§ **Written task**: Please print every line of the material below without changing a word, and leave the pictures out of your answer.

§ **Data section**:
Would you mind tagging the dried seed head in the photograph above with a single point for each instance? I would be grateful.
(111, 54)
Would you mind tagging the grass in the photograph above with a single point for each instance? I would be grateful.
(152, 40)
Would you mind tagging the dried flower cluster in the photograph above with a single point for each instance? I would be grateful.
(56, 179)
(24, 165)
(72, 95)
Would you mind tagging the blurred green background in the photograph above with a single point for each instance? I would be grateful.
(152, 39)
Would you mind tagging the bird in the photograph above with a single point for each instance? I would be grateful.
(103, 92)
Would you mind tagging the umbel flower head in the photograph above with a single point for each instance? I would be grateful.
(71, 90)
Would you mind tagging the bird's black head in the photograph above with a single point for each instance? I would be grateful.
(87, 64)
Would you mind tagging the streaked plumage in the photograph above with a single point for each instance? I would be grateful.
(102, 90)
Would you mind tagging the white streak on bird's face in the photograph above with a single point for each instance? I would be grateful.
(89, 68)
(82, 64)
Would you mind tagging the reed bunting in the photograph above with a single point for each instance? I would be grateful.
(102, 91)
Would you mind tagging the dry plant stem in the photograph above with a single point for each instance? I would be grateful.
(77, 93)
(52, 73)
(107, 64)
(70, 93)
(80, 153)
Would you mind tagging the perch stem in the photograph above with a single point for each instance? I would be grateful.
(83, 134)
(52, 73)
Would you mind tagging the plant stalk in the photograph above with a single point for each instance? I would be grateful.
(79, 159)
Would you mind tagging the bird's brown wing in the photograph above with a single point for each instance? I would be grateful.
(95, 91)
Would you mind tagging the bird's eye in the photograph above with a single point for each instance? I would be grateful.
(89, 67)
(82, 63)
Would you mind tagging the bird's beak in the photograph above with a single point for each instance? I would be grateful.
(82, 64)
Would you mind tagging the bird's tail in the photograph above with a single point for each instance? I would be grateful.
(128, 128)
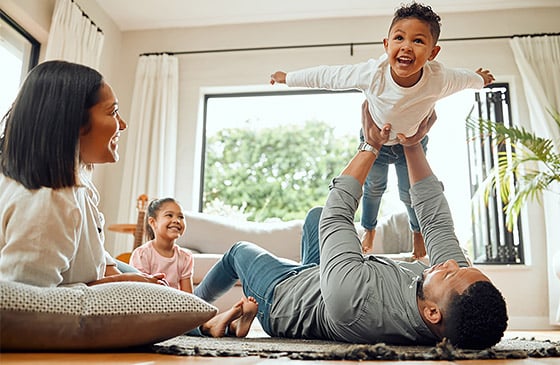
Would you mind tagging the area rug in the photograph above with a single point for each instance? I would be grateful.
(270, 347)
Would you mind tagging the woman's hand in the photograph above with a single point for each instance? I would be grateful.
(372, 134)
(423, 129)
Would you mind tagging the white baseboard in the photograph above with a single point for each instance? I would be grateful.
(521, 323)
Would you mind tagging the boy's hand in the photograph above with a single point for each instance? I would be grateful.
(486, 75)
(278, 77)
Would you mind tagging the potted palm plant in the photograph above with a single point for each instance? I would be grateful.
(529, 168)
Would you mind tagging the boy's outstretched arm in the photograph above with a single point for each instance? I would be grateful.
(279, 77)
(486, 75)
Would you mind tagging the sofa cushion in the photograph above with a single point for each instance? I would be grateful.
(214, 234)
(105, 316)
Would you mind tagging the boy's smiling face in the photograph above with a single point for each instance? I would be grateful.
(409, 46)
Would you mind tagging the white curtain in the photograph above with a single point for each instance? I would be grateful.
(73, 36)
(150, 156)
(538, 60)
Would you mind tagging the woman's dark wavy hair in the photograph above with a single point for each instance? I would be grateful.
(39, 146)
(420, 12)
(477, 318)
(152, 210)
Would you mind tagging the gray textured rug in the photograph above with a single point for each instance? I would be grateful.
(267, 347)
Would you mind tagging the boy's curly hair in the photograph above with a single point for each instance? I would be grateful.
(477, 318)
(421, 12)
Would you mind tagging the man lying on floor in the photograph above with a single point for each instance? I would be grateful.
(337, 293)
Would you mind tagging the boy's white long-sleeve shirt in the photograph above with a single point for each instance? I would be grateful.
(404, 107)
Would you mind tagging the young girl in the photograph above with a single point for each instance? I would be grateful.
(165, 223)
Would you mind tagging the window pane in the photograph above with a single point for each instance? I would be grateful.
(272, 155)
(17, 55)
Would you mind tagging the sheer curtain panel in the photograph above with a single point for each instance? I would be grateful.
(538, 60)
(150, 157)
(73, 36)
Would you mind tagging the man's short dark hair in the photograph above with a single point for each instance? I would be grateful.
(421, 12)
(477, 318)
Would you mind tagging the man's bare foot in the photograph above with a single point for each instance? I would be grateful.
(216, 326)
(242, 325)
(419, 249)
(367, 241)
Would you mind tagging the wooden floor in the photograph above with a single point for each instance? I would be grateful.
(149, 359)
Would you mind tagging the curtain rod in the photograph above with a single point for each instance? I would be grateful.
(87, 16)
(174, 53)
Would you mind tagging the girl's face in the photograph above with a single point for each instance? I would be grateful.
(409, 46)
(169, 222)
(99, 140)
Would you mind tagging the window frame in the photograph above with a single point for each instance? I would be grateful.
(33, 57)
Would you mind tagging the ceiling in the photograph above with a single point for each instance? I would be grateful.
(155, 14)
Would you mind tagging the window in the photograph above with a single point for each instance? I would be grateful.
(19, 53)
(272, 155)
(492, 242)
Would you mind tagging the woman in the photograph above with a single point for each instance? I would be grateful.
(64, 120)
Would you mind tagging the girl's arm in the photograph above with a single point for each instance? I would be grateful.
(186, 285)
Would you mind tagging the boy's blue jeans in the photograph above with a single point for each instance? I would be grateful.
(259, 270)
(376, 184)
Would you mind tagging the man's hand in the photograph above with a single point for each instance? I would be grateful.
(279, 77)
(423, 129)
(372, 134)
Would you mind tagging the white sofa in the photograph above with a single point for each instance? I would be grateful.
(209, 236)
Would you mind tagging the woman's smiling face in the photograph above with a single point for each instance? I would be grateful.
(99, 140)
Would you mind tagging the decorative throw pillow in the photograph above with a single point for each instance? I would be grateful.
(106, 316)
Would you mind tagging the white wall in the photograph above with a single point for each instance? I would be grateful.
(524, 287)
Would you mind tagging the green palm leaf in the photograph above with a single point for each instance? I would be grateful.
(524, 172)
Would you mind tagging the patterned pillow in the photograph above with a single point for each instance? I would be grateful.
(105, 316)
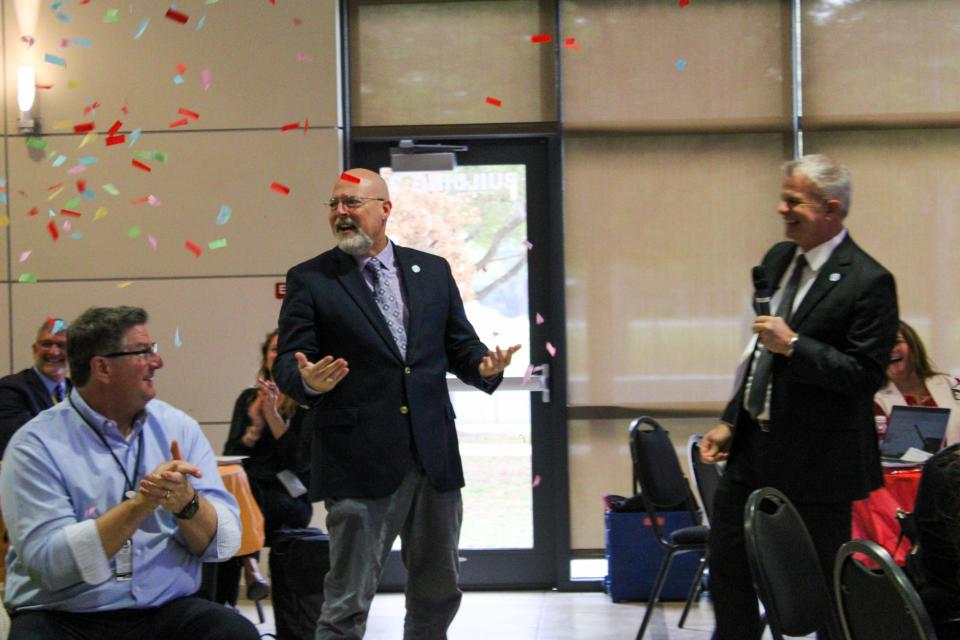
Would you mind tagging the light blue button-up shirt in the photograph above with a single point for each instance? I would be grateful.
(58, 477)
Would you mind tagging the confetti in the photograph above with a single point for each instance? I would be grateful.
(176, 16)
(142, 28)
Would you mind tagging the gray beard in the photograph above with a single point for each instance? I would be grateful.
(359, 244)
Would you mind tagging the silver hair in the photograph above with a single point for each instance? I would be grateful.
(830, 178)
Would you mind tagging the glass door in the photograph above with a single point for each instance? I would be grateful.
(481, 217)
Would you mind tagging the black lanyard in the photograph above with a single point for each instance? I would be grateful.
(129, 484)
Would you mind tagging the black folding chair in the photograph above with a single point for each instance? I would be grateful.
(877, 604)
(663, 487)
(785, 567)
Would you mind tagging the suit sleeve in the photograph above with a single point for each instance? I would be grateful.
(464, 349)
(861, 367)
(297, 326)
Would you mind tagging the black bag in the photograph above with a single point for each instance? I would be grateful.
(299, 561)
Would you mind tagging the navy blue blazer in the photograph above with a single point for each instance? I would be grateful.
(824, 443)
(362, 429)
(22, 396)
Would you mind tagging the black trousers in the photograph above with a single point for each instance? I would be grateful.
(190, 618)
(731, 587)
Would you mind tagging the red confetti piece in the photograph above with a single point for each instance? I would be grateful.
(176, 16)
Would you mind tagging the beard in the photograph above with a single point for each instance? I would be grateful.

§ **Solution to the exercise**:
Would you mind tagging the dried seed head in the photograph above with a single point for each instance? I would be grateful.
(111, 54)
Would you mind tagging the grass in the photograph above with a single point for each instance? I would be grateful.
(152, 40)
Would you mind tagging the dried flower cluster in the photograph above with a single point for each instance? I would be grateful.
(56, 179)
(24, 165)
(72, 95)
Would you mind tagging the blurred green background in the photograph above with a single point for each instance? I would be grateful.
(152, 39)
Would you mind tagging the bird in the photograph above with a single point for each instance? I would be grateful.
(103, 92)
Would you mind tagging the umbel flower head in the photograph above with a single point for each instance? I would be grateful.
(71, 90)
Would you mind tagging the bird's black head in the photograph above with a single point for each instance? I would be grateful.
(87, 64)
Would you mind tagging the streaked plumage in the photograph above with a single point for each instance? I would be grateful.
(102, 90)
Would you mind tagging the white streak on bird's face in the photograph above with a single point for each instance? I would be grateful.
(89, 68)
(82, 64)
Would you mind tagging the reed bunting in the photograph above with a single point for each instance? I would be grateful.
(102, 91)
Would you mind tagging the dry plant stem in the photograph above with a single point for each instance? I would be grateful.
(77, 93)
(52, 73)
(107, 64)
(70, 93)
(80, 153)
Would you mind tagging the perch stem in the photograph above with a single point for each instance? I would be grateful.
(83, 134)
(52, 73)
Would you mind tagging the plant stalk in the photograph above with a single point for each instance? I would be grateful.
(79, 159)
Would you mind tagging the bird's brown wing in the photograph above with a single point for each instance? I would be grateful.
(95, 91)
Would you mind tagging the bird's eye in the photograph above with a single point for each instance? I would be grateful.
(89, 67)
(82, 63)
Would you mind tagging the bird's beak in the photograph above with a single point for each instance? I would be grateful.
(82, 64)
Would you mind tagging the bird's tail in the photograph above with a single point for each instance? I would be grateful.
(128, 128)
Would you mind tagging the area rug in the photograph above with a single point for each instance? I would be grateful.
(270, 347)
Would you mind tagging the woman's hand in the photograph above with a single point for each instance? I would be grateful.
(372, 134)
(423, 129)
Would you mind tagging the white baseboard in the photograph above with a single point for each instance? I would be grateful.
(521, 323)
Would you mind tagging the boy's hand in the photograph above with a single point for each instance? I would be grateful.
(486, 75)
(278, 77)
Would you mind tagging the potted palm plant in the photograph above with a single point for each instance? I would be grateful.
(529, 168)
Would you mind tagging the boy's outstretched arm in the photograph above with a single point for each instance? I would be grateful.
(279, 77)
(486, 75)
Would you mind tagging the sofa cushion in the photograph above with a single point for each instance? I would be grateful.
(214, 234)
(105, 316)
Would you mind tagging the boy's smiling face in the photograph above with a single point for each instance? I would be grateful.
(409, 46)
Would you mind tagging the white curtain in the photograph above with a single point for each instance? I would be grateful.
(73, 36)
(150, 156)
(538, 60)
Would you mind tagging the woman's dark wavy hair in the photograph above with a single point for each instance? I would be grateful.
(39, 146)
(420, 12)
(477, 318)
(152, 210)
Would you mind tagging the gray textured rug in the photograph above with a single point for each instance? I would be grateful.
(267, 347)
Would you mind tagging the boy's curly hair in the photograph above with a single point for each instance? I would be grateful.
(477, 318)
(421, 12)
Would you mind tagging the man lying on floor in the photograph above with a single point for each instance? I would be grateful.
(337, 293)
Would you mind tagging the boy's white long-sleeve shirt in the photograph above with a single point for each instance? I would be grateful.
(404, 107)
Would you mind tagging the young girl in the photograph above with a single point for each instance? I would be grateful.
(165, 223)
Would you mind tagging the window pane in the photograph above with a single point for each instance? I would be grateful.
(272, 155)
(17, 55)
Would you mind tagging the sheer curtain panel in the photograph above with a single point for each instance? I would be grateful.
(538, 60)
(150, 157)
(73, 36)
Would you mind tagging the man's short dark hair in the photograph above with a single point for each instance? I would be grateful.
(421, 12)
(477, 318)
Would you mind tagging the man's bare foot in the photograph above with a single point for each instance? I would be grateful.
(216, 326)
(242, 325)
(419, 249)
(367, 241)
Would you mind tagging the wooden floor in the photograph above with a single point for each instance? I would be grateful.
(149, 359)
Would you mind tagging the curtain rod in the photograph above with a single point for each instance? I would be grateful.
(87, 16)
(174, 53)
Would you mind tagging the girl's face in the photograph above with a single point for each instance? I would be grateful.
(409, 46)
(169, 222)
(99, 140)
Would you mind tagging the window frame in the photograph above with a single point for each instance? I would be grateful.
(33, 57)
Would you mind tagging the ceiling in the photograph above with a single point for each instance? I would be grateful.
(155, 14)
Would you mind tagging the window in the photograph above with a single point for each instance? I would be grateful.
(19, 53)
(272, 155)
(492, 242)
Would you mind tagging the woman in the photograph above with a single point for each instance? I would be grateful.
(64, 120)
Would you mind tagging the girl's arm in the photograph above with a single point for each instance? I would be grateful.
(186, 285)
Would you mind tagging the boy's blue jeans in the photograph above with a single point for each instance? I would be grateful.
(259, 270)
(376, 184)
Would you mind tagging the man's hand in the photograph above with a single point for each instance? I would be grateful.
(279, 77)
(423, 129)
(372, 134)
Would you mind tagging the white sofa in the photograph above with a single point for each instance? I would be grateful.
(209, 236)
Would you mind tagging the woman's smiling face in the photograph above with a single point for each instance? I would be grateful.
(99, 140)
Would you mind tagging the decorative throw pillow in the photograph above with a single point for each instance? I would be grateful.
(106, 316)
Would you mind tagging the white wall in the photograph above with a single point for each instance? I would be grateful.
(524, 287)
Would you mind tagging the green palm leaf in the photograph above with a single point for each instance? I would be grateful.
(524, 172)
Would you mind tagging the patterned pillow in the photograph above with a single point for each instance? I would be grateful.
(105, 316)
Would you mind tagging the light blue button-up shirt in the photograph above with a single point for each instance? I would be grateful.
(58, 477)
Would you mind tagging the confetti in the photograph above with a single point for each instance? I would be grateful.
(176, 16)
(142, 28)
Would you mind tagging the gray beard in the photograph above with a single point for each instance? I would be grateful.
(359, 244)
Would you mind tagging the silver hair in the photograph above with a single point for each instance? I would be grateful.
(830, 178)
Would you mind tagging the glass door in the photograph above with a single point for each instance? I would be grateful.
(481, 217)
Would you mind tagging the black lanyard in the photograph above with a single point for each instance? I would be grateful.
(129, 484)
Would you mind tagging the black folding chair in the photograph above with a single point for each instance? I would be grateful.
(877, 604)
(663, 487)
(785, 567)
Would you mind tagging the suit sleeve in the photograph above with a single point for each instance? I would be grateful.
(464, 349)
(861, 367)
(297, 326)
Would you mind tagging the black bag in the photograph above with a single point for each instance? I would be grateful.
(299, 561)
Would you mind tagging the navy blue blazer in the photograph above with a single point for each instance? I would be grateful.
(824, 443)
(362, 429)
(22, 396)
Would you mind tagging the black trousers in the photograph above with a single point for each instance? I would be grateful.
(190, 618)
(731, 587)
Would you mind tagging the red confetti piece in the photograph above with a single point for each instance? I would be grateful.
(176, 16)
Would you mind tagging the beard in the photograph above with a single point for each instance? I would be grateful.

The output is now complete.